--- Begin PASSAGE GIVEN ---

Well, there's a better way of representing the transformations in the 
first place. Declare a transform function with the inverse of the 
transforms:

#declare TransFn =
function {
    transform {
        ...your transforms...
        invert
    }
}

isosurface {
    function {
        f_isosurface_box(
            TransFn(x, y, z).x,
            TransFn(x, y, z).y,
            TransFn(x, y, z).z
        )
    }
    ...

Of course, this is less efficient than it could be, since you can't 
declare variables or handle vectors, but it's certainly easier to handle 
and more efficient at handling lots of transformations. You could write 
macros to create separate functions for the x, y, and z coordinates 
which might be more efficient...

#macro XTransFn(Trans)

--- End PASSAGE GIVEN ---
--- Begin RAW DATA ---

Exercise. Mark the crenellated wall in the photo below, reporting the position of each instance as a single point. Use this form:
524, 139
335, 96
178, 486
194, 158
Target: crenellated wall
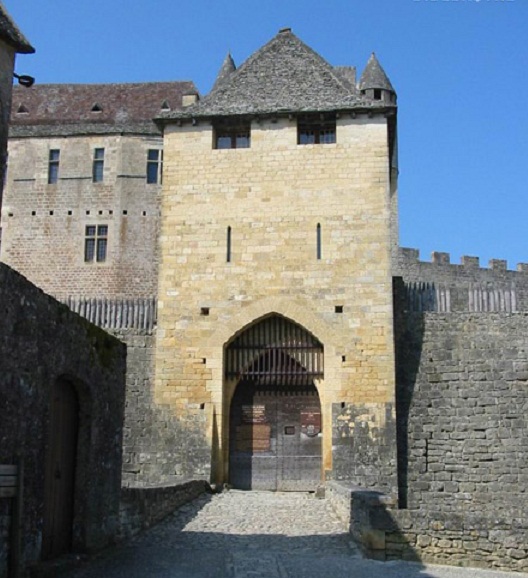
441, 286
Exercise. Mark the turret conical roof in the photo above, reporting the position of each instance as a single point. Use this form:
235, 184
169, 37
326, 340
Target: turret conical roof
374, 76
227, 68
284, 76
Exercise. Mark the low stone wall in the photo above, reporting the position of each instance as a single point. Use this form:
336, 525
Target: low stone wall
427, 535
143, 507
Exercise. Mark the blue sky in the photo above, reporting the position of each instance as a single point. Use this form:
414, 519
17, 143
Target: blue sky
460, 68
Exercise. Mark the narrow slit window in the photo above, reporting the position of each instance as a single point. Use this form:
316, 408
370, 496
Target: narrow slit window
154, 166
98, 165
53, 166
228, 248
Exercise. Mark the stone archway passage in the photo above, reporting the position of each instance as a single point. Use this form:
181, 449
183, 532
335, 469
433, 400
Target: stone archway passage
275, 418
59, 486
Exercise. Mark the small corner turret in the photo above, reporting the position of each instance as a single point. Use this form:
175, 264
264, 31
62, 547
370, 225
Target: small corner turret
228, 67
375, 84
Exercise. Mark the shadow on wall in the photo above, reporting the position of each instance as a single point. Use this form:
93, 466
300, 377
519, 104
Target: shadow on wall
408, 352
159, 447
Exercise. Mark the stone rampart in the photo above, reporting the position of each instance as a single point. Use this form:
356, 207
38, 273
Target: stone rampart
462, 393
429, 535
441, 286
42, 344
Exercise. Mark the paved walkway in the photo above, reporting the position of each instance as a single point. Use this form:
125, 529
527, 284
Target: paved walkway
255, 535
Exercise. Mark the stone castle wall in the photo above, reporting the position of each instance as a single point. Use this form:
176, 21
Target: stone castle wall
43, 342
44, 224
461, 393
272, 196
442, 286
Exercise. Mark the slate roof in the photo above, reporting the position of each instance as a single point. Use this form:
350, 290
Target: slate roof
374, 76
11, 35
284, 76
66, 109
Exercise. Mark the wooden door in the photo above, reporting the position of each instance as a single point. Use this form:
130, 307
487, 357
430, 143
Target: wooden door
60, 471
275, 438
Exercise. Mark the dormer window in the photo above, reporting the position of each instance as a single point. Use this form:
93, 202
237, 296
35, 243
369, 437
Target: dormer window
232, 135
319, 129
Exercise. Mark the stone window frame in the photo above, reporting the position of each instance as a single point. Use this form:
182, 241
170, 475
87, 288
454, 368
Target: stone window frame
98, 165
53, 166
232, 134
154, 166
316, 129
96, 243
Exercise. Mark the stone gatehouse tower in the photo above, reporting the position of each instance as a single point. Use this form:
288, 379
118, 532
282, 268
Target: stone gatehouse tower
275, 326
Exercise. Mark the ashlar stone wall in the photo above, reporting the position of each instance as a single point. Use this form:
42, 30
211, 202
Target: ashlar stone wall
43, 225
272, 196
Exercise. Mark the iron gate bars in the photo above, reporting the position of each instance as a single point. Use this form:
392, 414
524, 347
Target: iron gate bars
275, 349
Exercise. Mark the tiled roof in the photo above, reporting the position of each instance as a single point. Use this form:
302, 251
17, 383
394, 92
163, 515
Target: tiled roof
374, 76
10, 34
283, 76
62, 109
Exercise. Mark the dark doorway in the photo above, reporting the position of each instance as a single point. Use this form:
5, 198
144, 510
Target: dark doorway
275, 418
61, 461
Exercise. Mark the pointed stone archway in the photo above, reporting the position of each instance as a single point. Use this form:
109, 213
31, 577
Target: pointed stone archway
275, 419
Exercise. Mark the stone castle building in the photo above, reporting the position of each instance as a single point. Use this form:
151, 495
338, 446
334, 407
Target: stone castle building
292, 343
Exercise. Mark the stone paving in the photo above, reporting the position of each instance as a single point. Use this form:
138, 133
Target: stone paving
254, 535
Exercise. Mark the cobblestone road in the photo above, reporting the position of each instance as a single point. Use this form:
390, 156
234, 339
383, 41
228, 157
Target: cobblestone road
254, 535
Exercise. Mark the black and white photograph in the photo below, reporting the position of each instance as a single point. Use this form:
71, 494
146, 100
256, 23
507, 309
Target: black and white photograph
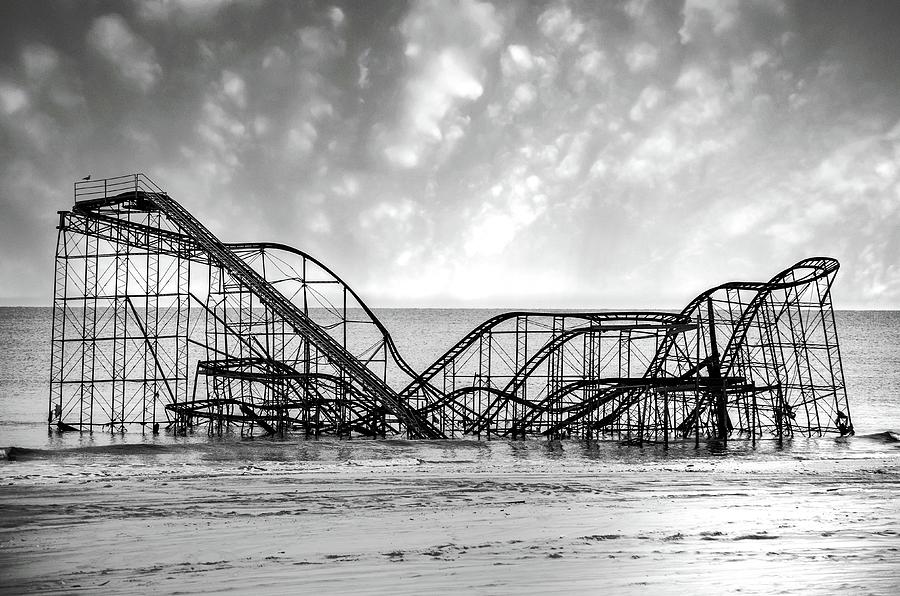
449, 297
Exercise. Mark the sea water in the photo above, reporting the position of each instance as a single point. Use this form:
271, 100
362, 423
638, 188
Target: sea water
869, 341
133, 513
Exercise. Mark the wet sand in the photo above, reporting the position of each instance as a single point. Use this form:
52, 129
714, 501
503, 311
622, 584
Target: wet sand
456, 522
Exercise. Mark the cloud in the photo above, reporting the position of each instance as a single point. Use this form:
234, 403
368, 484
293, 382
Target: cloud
719, 16
643, 56
12, 98
444, 50
133, 58
39, 61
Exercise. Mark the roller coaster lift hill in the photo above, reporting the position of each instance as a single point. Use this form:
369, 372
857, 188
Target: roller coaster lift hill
158, 324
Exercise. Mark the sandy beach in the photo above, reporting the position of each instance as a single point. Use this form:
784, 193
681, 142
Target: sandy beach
445, 518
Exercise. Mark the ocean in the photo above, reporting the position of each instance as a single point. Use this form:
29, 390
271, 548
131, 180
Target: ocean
130, 513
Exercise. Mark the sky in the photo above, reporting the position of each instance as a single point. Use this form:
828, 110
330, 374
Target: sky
461, 153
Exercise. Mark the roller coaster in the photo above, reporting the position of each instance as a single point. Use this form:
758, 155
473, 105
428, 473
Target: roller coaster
159, 324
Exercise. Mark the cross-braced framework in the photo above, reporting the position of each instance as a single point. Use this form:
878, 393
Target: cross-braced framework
157, 323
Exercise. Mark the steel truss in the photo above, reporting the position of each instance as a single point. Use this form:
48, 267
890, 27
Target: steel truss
157, 323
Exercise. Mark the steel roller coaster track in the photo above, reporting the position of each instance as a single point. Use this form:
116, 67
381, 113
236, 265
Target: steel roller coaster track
159, 324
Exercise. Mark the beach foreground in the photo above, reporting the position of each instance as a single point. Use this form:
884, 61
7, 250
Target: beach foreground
443, 517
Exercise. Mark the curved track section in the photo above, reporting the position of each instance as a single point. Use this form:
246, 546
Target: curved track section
156, 321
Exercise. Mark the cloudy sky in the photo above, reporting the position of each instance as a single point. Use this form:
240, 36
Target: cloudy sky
572, 154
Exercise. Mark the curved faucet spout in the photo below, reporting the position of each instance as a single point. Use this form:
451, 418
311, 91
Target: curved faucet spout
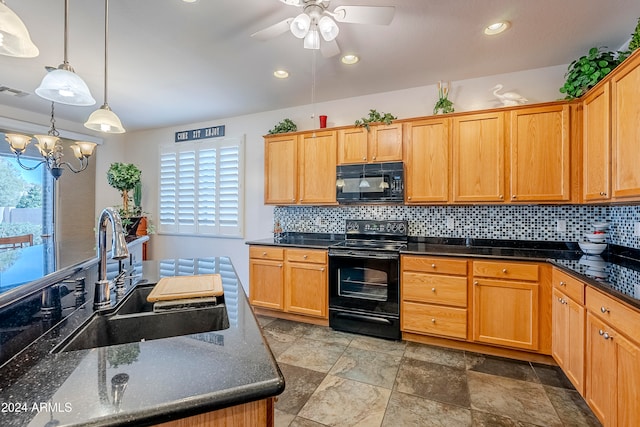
119, 250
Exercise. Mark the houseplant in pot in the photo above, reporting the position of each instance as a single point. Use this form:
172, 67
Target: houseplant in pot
125, 177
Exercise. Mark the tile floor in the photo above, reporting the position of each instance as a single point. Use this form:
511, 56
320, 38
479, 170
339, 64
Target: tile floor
339, 379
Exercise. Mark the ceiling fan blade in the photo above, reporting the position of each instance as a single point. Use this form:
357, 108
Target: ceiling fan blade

--- End RAW DATA ---

REQUIREMENT
Write the next part of the post on inverting transforms for isosurface functions, picking up right after its last line.

WRITTEN REPLY
    #local TransFn = function {transform {Trans}}
    #local C0 = TransFn(0, 0, 0);
    #local CX = TransFn(1, 0, 0) - C0;
    #local CY = TransFn(0, 1, 0) - C0;
    #local CZ = TransFn(0, 0, 1) - C0;
    function {x*CX.x + y*CY.x + z*CZ.x + C0.x}
#end

And similarly for y and z...a smarter macro could remove zero terms to 
speed calculation. This macro would be used like this:

#declare f_RotateX = XTransFn(transform {rotate ...})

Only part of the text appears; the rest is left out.